Ms. Chase, 32, was appointed in March when Republican Bert Villarini stepped down. An associate broker with Hunt Realty, she knows her opponent has wide name recognition, but doesn't believe her lack of government experience is a negative.
She said she may have a fresher perspective, and will leave the Legislature when her goals are accomplished.
"I am here for as long as I can make a difference," she said. "I'm a regular Joe Taxpayer just like you."
Both say taxes are a main issue. Pordum has pledged not to raise taxes for the next three years. Ms. Chase said she was moved to try to lower taxes after meeting senior citizens forced to sell their homes because they could not afford the taxes.
Both believe there is enough money in the budget to fund the Buffalo Bills lease without resorting to sin taxes, and both said they are awaiting the results of a Greater Buffalo Partnership study of funding sources for the lease.
Ms. Chase said many of the state mandates that county taxpayers are funding were handed down by the state when Mario Cuomo was governor and Pordum was an assemblyman.
Pordum said he has worked to help local governments and voted for the largest tax cut in state history.
He would seek to have the county work more effectively with local governments and said there should be better controls over industrial development agencies.
Ms. Chase said she would like to see government operate more like a private family-owned business with responsible budgeting.
Pordum is running on the Democrat and Conservative lines, and Ms. Chase has the Republican, Independence and Freedom lines.
━━━━━━
> Written problem 1:
Filter the records below and keep every line that contains the string "blazer".

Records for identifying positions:
━━━━━━
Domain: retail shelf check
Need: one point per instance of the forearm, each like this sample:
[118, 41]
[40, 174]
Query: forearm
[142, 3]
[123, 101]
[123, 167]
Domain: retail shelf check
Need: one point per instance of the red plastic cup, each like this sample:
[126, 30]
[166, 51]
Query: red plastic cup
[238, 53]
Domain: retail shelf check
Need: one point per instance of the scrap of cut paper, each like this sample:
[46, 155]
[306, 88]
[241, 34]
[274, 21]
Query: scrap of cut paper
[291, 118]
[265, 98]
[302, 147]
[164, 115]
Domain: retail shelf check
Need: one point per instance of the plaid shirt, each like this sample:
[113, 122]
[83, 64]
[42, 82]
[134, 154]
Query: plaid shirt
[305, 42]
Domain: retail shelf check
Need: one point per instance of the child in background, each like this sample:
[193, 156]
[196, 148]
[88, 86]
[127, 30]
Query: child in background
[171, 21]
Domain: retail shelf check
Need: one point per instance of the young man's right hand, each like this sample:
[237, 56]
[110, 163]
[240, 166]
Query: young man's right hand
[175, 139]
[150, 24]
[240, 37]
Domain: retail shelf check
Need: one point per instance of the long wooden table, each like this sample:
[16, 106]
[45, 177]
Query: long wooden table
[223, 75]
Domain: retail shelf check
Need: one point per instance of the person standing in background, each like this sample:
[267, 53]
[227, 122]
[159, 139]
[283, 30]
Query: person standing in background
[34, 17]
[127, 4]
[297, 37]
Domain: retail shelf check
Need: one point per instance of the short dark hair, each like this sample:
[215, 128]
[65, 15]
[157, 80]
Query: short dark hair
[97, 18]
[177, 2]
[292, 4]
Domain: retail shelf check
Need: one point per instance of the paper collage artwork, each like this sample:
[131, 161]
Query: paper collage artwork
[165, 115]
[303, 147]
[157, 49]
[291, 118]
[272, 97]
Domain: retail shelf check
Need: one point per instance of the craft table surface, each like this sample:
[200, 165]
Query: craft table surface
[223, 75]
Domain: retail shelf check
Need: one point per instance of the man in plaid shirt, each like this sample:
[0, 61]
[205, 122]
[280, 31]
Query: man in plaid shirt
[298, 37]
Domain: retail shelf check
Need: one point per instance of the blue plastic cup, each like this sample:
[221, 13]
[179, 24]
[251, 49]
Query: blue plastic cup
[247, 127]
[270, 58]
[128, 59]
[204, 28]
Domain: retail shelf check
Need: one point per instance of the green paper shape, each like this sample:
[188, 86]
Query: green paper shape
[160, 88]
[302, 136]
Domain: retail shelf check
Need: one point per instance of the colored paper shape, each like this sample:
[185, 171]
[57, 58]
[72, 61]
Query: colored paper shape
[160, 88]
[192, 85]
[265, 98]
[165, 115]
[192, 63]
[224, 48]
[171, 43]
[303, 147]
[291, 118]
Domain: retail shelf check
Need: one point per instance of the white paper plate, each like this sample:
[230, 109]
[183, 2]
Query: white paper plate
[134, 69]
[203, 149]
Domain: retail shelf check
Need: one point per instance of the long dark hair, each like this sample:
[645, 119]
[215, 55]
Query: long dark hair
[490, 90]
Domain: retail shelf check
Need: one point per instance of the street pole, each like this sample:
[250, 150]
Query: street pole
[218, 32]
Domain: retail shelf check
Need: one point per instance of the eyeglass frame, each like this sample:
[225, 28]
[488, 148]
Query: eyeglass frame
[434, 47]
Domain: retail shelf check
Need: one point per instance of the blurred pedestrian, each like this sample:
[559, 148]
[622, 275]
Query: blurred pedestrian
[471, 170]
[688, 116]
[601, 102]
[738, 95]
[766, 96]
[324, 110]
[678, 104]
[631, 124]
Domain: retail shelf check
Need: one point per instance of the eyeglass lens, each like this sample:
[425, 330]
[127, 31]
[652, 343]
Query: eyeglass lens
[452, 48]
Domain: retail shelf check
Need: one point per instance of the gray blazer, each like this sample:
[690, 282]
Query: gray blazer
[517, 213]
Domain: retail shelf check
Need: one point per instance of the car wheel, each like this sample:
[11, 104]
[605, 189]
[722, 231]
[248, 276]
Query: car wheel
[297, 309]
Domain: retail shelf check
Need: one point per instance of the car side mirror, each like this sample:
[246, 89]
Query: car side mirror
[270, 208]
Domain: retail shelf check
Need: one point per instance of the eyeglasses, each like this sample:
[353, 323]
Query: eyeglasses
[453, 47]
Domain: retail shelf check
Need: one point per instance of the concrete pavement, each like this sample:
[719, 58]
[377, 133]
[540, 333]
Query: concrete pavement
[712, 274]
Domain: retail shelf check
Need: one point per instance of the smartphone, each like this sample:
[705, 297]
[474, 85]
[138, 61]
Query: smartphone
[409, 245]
━━━━━━
> Written problem 2:
In the passage above on the race between Ms. Chase and Pordum, retype everything from "Ms. Chase said many" down to "and Freedom lines." without changing a word.

> Full solution 1:
Need: one point per instance of the gray blazer, each like this sample:
Query: gray blazer

> Full solution 2:
Ms. Chase said many of the state mandates that county taxpayers are funding were handed down by the state when Mario Cuomo was governor and Pordum was an assemblyman.
Pordum said he has worked to help local governments and voted for the largest tax cut in state history.
He would seek to have the county work more effectively with local governments and said there should be better controls over industrial development agencies.
Ms. Chase said she would like to see government operate more like a private family-owned business with responsible budgeting.
Pordum is running on the Democrat and Conservative lines, and Ms. Chase has the Republican, Independence and Freedom lines.